Materials provided:
────────────────────────────────────────
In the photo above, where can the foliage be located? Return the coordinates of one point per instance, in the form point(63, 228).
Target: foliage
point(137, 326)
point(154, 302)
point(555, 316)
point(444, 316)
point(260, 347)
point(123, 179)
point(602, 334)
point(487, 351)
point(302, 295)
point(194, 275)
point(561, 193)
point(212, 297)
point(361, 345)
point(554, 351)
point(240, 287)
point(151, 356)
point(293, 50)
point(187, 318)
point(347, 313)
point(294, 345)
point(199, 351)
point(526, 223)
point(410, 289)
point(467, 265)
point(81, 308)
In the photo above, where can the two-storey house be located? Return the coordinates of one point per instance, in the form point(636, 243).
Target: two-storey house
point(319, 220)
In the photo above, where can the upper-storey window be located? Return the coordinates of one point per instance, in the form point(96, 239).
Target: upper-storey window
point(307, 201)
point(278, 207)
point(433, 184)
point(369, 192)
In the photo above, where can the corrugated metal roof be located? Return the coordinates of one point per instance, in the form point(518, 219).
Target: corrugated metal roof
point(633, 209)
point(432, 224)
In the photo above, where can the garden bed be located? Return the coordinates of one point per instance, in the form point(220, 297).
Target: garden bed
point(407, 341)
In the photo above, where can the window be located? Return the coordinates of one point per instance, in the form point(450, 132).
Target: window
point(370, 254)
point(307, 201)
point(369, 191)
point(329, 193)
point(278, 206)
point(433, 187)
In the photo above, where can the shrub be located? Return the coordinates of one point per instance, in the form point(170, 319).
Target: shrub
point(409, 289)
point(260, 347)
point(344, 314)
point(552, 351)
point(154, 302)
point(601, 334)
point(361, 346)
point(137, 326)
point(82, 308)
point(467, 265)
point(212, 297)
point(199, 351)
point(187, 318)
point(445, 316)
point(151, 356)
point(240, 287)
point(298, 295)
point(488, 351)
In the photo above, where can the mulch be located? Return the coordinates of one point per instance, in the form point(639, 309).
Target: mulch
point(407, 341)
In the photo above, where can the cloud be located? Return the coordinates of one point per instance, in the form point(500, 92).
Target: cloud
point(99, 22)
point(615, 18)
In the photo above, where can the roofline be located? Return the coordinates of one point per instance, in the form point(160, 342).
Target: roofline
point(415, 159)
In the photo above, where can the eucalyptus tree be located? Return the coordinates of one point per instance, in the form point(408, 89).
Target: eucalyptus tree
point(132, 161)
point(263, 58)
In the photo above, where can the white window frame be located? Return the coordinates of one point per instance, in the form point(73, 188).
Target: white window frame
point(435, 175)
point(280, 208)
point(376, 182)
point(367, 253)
────────────────────────────────────────
Exercise objective: Return the material in full, exactly as shown.

Finished answer:
In the photo above, where can the foliage be located? Return the coordinates of one point per instance, in the form point(63, 228).
Target: foliage
point(137, 326)
point(154, 302)
point(555, 316)
point(444, 316)
point(260, 347)
point(123, 179)
point(602, 334)
point(487, 351)
point(302, 295)
point(194, 275)
point(561, 193)
point(212, 297)
point(361, 345)
point(554, 351)
point(240, 287)
point(151, 356)
point(293, 50)
point(187, 318)
point(347, 313)
point(294, 345)
point(199, 351)
point(526, 223)
point(410, 289)
point(467, 265)
point(81, 308)
In the photo above, where can the two-storey house be located? Return the coordinates of one point per instance, in the form point(636, 243).
Target: two-storey house
point(319, 220)
In the photo above, where can the upper-storey window be located? Return the coordinates of one point per instance, in the form point(96, 239).
Target: upper-storey window
point(307, 201)
point(278, 207)
point(433, 184)
point(369, 192)
In the photo above, where can the corrugated metal roof be located? Return the coordinates of one point per instance, in the form point(518, 219).
Target: corrugated metal roof
point(633, 209)
point(432, 224)
In the photo above, where can the garden bed be located? Return the coordinates of one point per instance, in the form point(220, 297).
Target: garden bed
point(407, 341)
In the photo above, where can the window be located? Return the coordinates of one point per instance, in the form point(450, 132).
Target: window
point(370, 254)
point(307, 201)
point(369, 191)
point(329, 193)
point(278, 206)
point(433, 187)
In the photo above, where can the shrub be located? Return the coordinates of one point per instance, in the form point(170, 319).
Target: shrub
point(409, 289)
point(260, 347)
point(344, 314)
point(552, 351)
point(154, 302)
point(601, 334)
point(361, 346)
point(137, 326)
point(82, 308)
point(467, 265)
point(212, 297)
point(199, 351)
point(187, 318)
point(445, 316)
point(151, 356)
point(240, 287)
point(298, 295)
point(488, 351)
In the photo above, where can the mulch be located? Return the coordinates of one point per instance, in the form point(639, 309).
Target: mulch
point(407, 341)
In the photo above, where can the cloud be located? Return the coordinates of one point per instance, in the form point(500, 92).
Target: cloud
point(99, 22)
point(615, 18)
In the photo above, where can the roofline be located? Return the coordinates of one point per instance, in the form point(160, 342).
Target: roofline
point(415, 159)
In the photo above, where can the eucalyptus tree be located? Return the coordinates of one point per instance, in the form point(408, 89).
Target: eucalyptus tree
point(132, 161)
point(263, 58)
In the photo above, where can the white window frame be located? Return the coordinates of one point per instance, in the form point(73, 188).
Target: white window frame
point(435, 175)
point(280, 208)
point(376, 182)
point(367, 253)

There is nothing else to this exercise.